:: Information given
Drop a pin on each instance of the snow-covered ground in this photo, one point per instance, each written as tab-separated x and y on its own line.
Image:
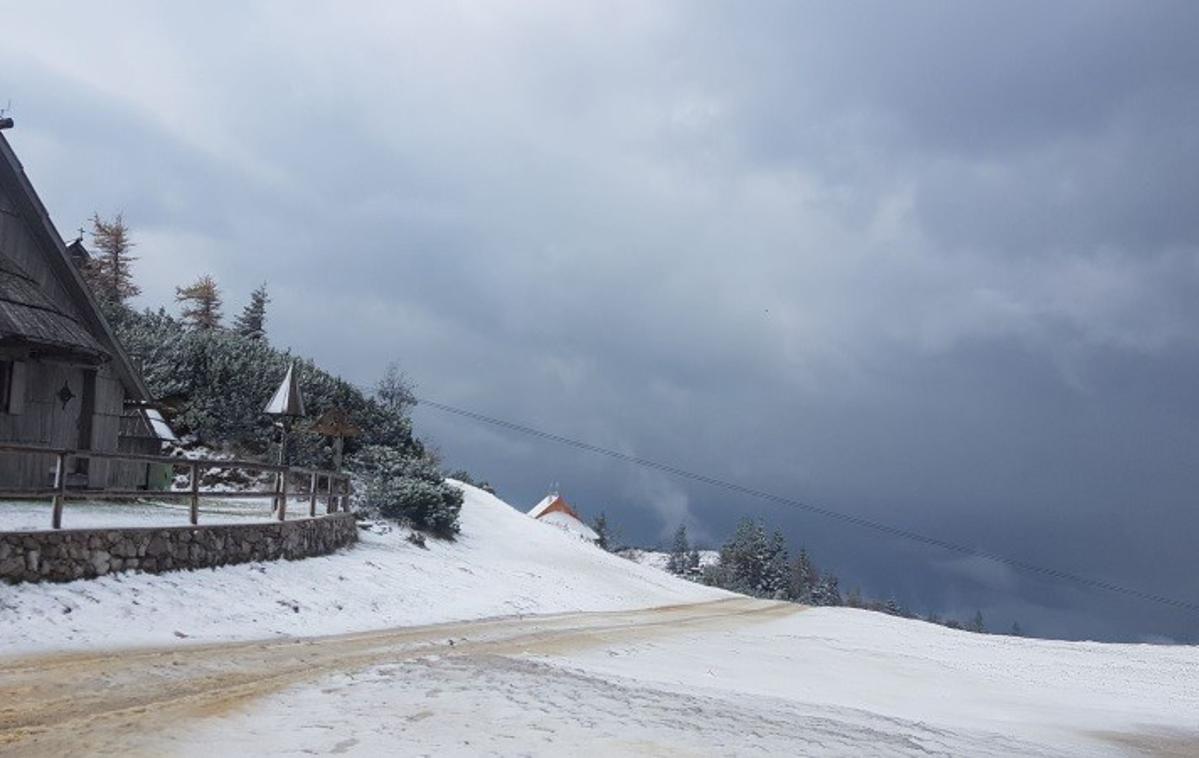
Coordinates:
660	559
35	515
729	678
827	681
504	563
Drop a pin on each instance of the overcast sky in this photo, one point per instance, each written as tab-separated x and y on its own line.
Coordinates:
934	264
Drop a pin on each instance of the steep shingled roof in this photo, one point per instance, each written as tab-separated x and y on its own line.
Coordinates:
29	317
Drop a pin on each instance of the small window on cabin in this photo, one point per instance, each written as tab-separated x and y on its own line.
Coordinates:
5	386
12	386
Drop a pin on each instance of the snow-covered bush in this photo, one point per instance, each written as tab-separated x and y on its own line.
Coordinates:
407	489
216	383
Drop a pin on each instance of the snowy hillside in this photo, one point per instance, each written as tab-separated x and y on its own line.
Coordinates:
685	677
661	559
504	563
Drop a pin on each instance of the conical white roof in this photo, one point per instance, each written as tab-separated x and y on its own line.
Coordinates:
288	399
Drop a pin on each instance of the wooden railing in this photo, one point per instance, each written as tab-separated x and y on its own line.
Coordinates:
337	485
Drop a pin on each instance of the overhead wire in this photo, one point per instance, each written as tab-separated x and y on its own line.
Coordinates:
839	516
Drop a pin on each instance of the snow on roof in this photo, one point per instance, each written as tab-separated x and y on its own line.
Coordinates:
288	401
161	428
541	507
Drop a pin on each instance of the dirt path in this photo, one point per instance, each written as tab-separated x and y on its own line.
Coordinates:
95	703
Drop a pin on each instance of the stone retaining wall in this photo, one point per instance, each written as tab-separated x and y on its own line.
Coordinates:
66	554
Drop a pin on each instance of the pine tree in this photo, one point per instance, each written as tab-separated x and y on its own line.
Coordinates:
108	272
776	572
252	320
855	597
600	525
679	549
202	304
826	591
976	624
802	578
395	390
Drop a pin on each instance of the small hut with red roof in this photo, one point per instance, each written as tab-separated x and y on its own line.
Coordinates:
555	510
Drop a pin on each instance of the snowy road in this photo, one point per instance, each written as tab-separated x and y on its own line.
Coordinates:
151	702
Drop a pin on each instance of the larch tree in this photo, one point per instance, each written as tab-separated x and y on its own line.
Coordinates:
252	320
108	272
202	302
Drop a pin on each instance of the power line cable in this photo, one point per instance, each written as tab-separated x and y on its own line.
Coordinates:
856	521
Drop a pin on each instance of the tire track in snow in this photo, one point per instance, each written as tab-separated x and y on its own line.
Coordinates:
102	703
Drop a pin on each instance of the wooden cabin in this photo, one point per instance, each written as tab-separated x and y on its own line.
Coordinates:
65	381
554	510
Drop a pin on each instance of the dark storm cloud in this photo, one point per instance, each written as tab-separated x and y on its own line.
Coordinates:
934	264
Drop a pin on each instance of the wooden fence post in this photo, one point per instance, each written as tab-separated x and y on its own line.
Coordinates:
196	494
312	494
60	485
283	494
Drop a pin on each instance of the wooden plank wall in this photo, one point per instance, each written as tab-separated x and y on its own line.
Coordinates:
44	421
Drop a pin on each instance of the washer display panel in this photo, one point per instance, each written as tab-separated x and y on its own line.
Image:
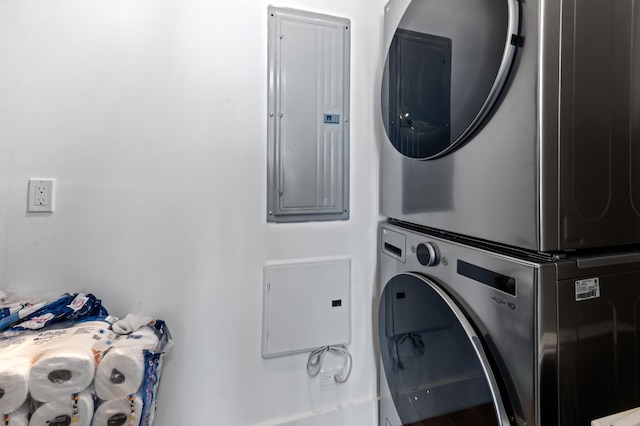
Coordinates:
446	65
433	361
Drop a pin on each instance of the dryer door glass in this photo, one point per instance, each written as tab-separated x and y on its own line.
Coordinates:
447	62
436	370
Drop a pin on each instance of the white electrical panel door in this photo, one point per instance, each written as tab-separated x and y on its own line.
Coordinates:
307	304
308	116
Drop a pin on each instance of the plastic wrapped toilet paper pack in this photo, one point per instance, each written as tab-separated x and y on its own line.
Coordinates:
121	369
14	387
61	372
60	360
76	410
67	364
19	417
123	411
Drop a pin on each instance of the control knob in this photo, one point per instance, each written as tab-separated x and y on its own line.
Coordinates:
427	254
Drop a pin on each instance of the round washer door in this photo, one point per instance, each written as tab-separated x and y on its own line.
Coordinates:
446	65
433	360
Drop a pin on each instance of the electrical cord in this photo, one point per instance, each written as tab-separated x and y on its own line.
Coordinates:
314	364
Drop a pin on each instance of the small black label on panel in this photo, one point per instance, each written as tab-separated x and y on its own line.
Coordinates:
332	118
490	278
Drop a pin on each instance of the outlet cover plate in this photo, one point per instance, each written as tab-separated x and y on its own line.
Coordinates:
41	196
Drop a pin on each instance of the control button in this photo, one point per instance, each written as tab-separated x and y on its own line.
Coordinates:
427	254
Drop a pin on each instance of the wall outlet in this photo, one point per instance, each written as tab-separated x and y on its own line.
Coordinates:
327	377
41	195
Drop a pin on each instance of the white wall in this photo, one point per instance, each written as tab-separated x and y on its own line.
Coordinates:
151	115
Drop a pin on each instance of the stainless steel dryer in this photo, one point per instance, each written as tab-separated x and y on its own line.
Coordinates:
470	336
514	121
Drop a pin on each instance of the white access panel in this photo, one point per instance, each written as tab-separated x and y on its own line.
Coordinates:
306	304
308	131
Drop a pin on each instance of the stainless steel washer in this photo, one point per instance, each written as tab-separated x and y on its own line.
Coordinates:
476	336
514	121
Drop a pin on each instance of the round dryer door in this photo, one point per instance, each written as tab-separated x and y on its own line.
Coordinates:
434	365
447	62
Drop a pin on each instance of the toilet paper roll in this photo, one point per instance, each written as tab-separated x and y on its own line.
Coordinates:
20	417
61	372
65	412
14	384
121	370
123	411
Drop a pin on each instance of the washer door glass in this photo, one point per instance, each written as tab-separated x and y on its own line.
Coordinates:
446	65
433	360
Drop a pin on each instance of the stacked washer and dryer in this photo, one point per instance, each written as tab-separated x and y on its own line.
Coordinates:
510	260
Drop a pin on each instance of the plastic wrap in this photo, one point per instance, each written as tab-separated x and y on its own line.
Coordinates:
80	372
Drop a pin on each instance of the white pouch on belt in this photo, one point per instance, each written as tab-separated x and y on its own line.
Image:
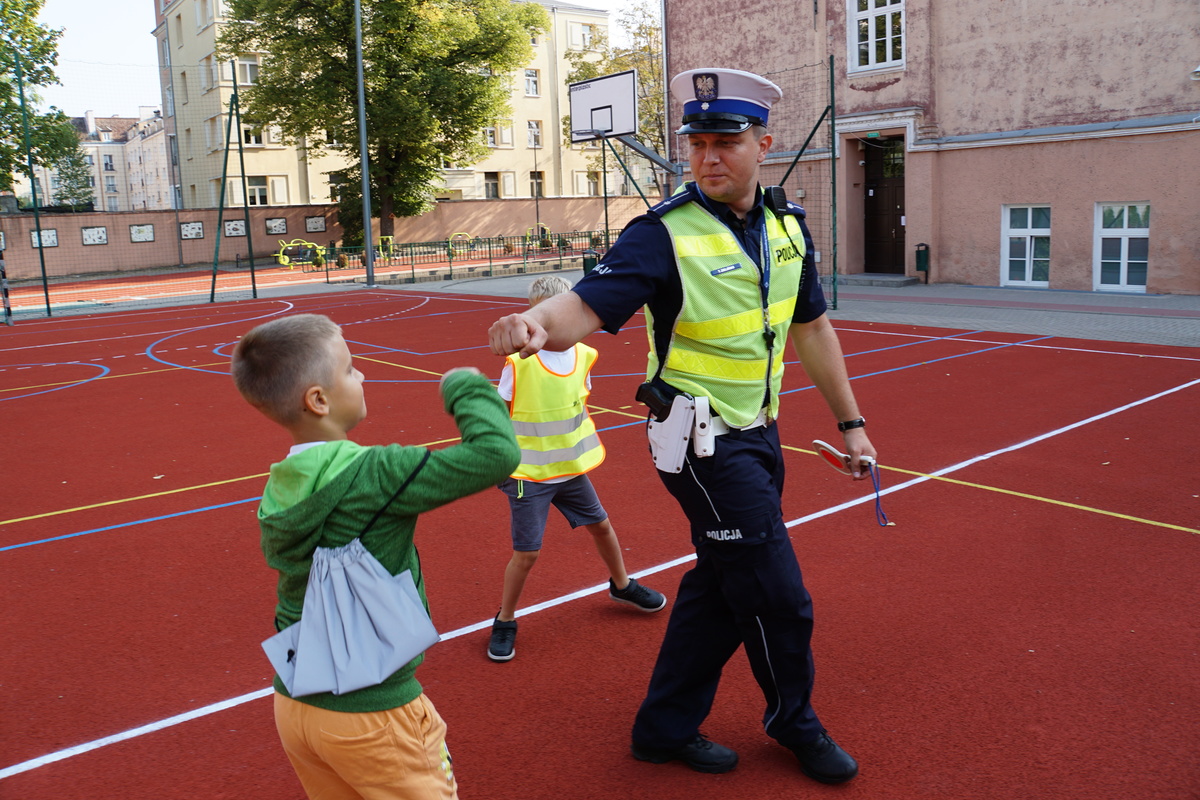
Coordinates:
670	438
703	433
::::
Without including any pictures, return every line of the records exactly.

Drop a pin on each instance of the snow-covered ground in this photo, one point per instance, each written as tab-separated x and y on its own line.
Image:
Coordinates:
660	559
35	515
729	678
827	681
504	563
Drop a pin on each instance of the overcast sky in this photo, one point per instance, each written as tab-separated x and y on its own line.
Coordinates:
934	264
Drop a pin on each instance of the steep shingled roof in this photo, one point per instance, each written as tab-separated x and y on its own line.
Coordinates:
29	317
Drop a pin on each instance of the small window on cabin in this photo, one point per instance, each written as tab-separated x and y on its own line.
Coordinates:
5	386
12	386
Drop a pin on each instance of the snow-covered bush in this photo, one point per instance, each written as tab-separated x and y on its own line.
Coordinates:
407	489
216	383
Drop a pin on each instance of the snowy hillside in this photo, one point per instance, each written as tab-separated x and y on its own line.
Coordinates:
685	677
661	559
504	563
Drop a pin on each instance of the conical white roof in this photo, one point per instance, each written as tab-separated x and y on its own line.
Coordinates:
288	399
Drop a pin on each instance of the wooden railing in this photo, one point per instance, each written as tab-separated x and y on its own line.
Coordinates:
337	485
Drop a pin on each instance of the overhead wire in this photo, one point per instance, each written as tab-separated x and y on its own line.
Coordinates:
839	516
Drop a pin on each instance of the snow on roof in this photo, one point per instance, each written as tab-separated x and y on its own line.
Coordinates:
288	401
161	428
541	507
Drop a pin on each instance of the dirt path in this photo, one point per instance, each written as tab-separated x and y on its own line.
Coordinates:
95	703
Drop a pin on each instance of the stone retaining wall in this photo, one point per instance, each written as tab-separated x and y on its own line.
Coordinates:
66	554
Drop a pin on each instance of the pine tree in this photo, one point per instance, each written as tab-separated x and y on its own line.
Coordinates:
108	272
776	572
252	320
855	597
600	525
679	549
202	304
826	591
976	624
802	578
395	390
Drop a pin on each instance of the small hut with red roof in this photo, one point per instance, each written as tab-separated x and y on its own line.
Coordinates:
555	510
Drop a pin on each instance of the snowy road in this photo, one point per instance, each written as tab-separated x and y on its own line.
Coordinates:
151	702
Drop a pin on each instance of the larch tree in this photo, one point per instance, each written as tab-separated x and y on its own line.
Coordinates:
252	320
108	272
202	302
Drop a pin on each instance of the power line cable in this photo, one point per instance, each written as tab-separated x and y on its own line.
Coordinates:
856	521
Drop a pin on each instance of the tire track in snow in this photo, one point per instance, each written as tab-separated x and y on its own line.
Coordinates:
102	703
Drop a pin on each instance of the wooden cabin in this photo, one point per instance, each written as tab-separated x and y on its own line.
Coordinates:
65	381
554	510
Drop a pin on each instance of the dark storm cloud in this photo, one point per instance, each written as tab-separated x and y on its own line.
Coordinates:
934	264
Drop a pin on each instance of the wooden fence post in this photo, one point per instance, each written as tab-separated x and y on its own line.
Coordinates:
196	494
312	494
60	485
283	494
Drop a pin on each instance of the wooden plank wall in this photo, one point per instance, each written as tab-separated x and y on its own line.
Coordinates:
44	421
Drop a pin on each instance of the washer display panel in this photo, one point per instance, each written as tab-separated x and y on its own line.
Image:
Coordinates:
446	65
433	361
Drop a pin on each instance of the dryer door glass in this photo, one point per instance, each written as tab-separated x and y on its own line.
Coordinates:
447	62
436	370
Drop a pin on each instance of the white electrical panel door in this photo, one point per instance, each written as tab-separated x and y on its own line.
Coordinates:
307	304
308	116
Drop a pin on each instance of the plastic wrapped toilet paper pack in this photo, one point per instance, each written as tab-separated x and y on its own line.
Coordinates:
121	369
14	387
61	372
60	360
76	410
67	364
19	417
123	411
Drop a pin on each instance of the control knob in this photo, one point per instance, each written as tab-separated x and y on its own line.
Coordinates:
427	254
Drop a pin on each instance of the round washer door in this photo, one point per instance, each written as tab-separated x and y on its own line.
Coordinates:
446	65
433	360
Drop a pin on each instance of the electrical cord in this photo, one point per instance, each written as tab-separated x and y on its own line.
Coordinates:
314	364
Drop a pin on each instance of the small black label on panel in this photo, one point per instance, each written as tab-separated x and y on its own line.
Coordinates:
332	118
490	278
Drop a pin on each instance of the outlet cover plate in this photo, one point per instance, each written as tab-separated x and y on its own line.
Coordinates:
41	196
Drop a pin on each instance of the control button in this photo, one point per instance, each written as tab-separated x and y on its own line.
Coordinates:
427	254
Drop a pin on each instance of the wall outlet in this photo, one point per instance, each written as tab-separated x and y on its own line.
Coordinates:
327	377
41	195
Drop a pin on each instance of the white wall in this photo, one point per instance, each written as tab-separated x and y on its own line.
Coordinates:
151	115
Drop a pin on each instance of the stainless steel dryer in this photo, one point per instance, each written as tab-separated x and y on its own line.
Coordinates:
470	336
514	121
Drop a pin on each instance of the white access panel in this photo, one point per instance, each written as tab-separated x and y on its own line.
Coordinates:
306	304
308	131
Drop a pin on each instance of the stainless steel washer in this photo, one point per instance, each written as tab-separated x and y on its own line.
Coordinates:
476	336
514	121
Drop a pin on each instance of the round dryer door in this photo, one point per instance, each written as tab-separated x and y on its own line.
Coordinates:
434	365
447	62
Drop a pin on each instance of the toilet paper roll in this photo, one point per instance, each written as tab-separated x and y on its own line.
Coordinates:
20	417
61	372
65	412
14	384
121	370
123	411
Drop a pin on each instance of the washer door glass in this photo, one point per instance, each written as tab-separated x and y on its own line.
Coordinates:
446	65
433	360
Drop a pin on each instance of the stacked washer and dryer in this photo, one point per instance, each written as tab-separated x and y on its own line.
Coordinates:
510	260
Drop a pin on each instance of the plastic wrap in this photo, one point per instance, each written as tab-separated x and y on its own line.
Coordinates:
80	372
Drop a pin on each instance of the white pouch on belt in this photo, one point per instance, each written as tab-separated x and y on its own line.
Image:
Coordinates:
670	438
703	433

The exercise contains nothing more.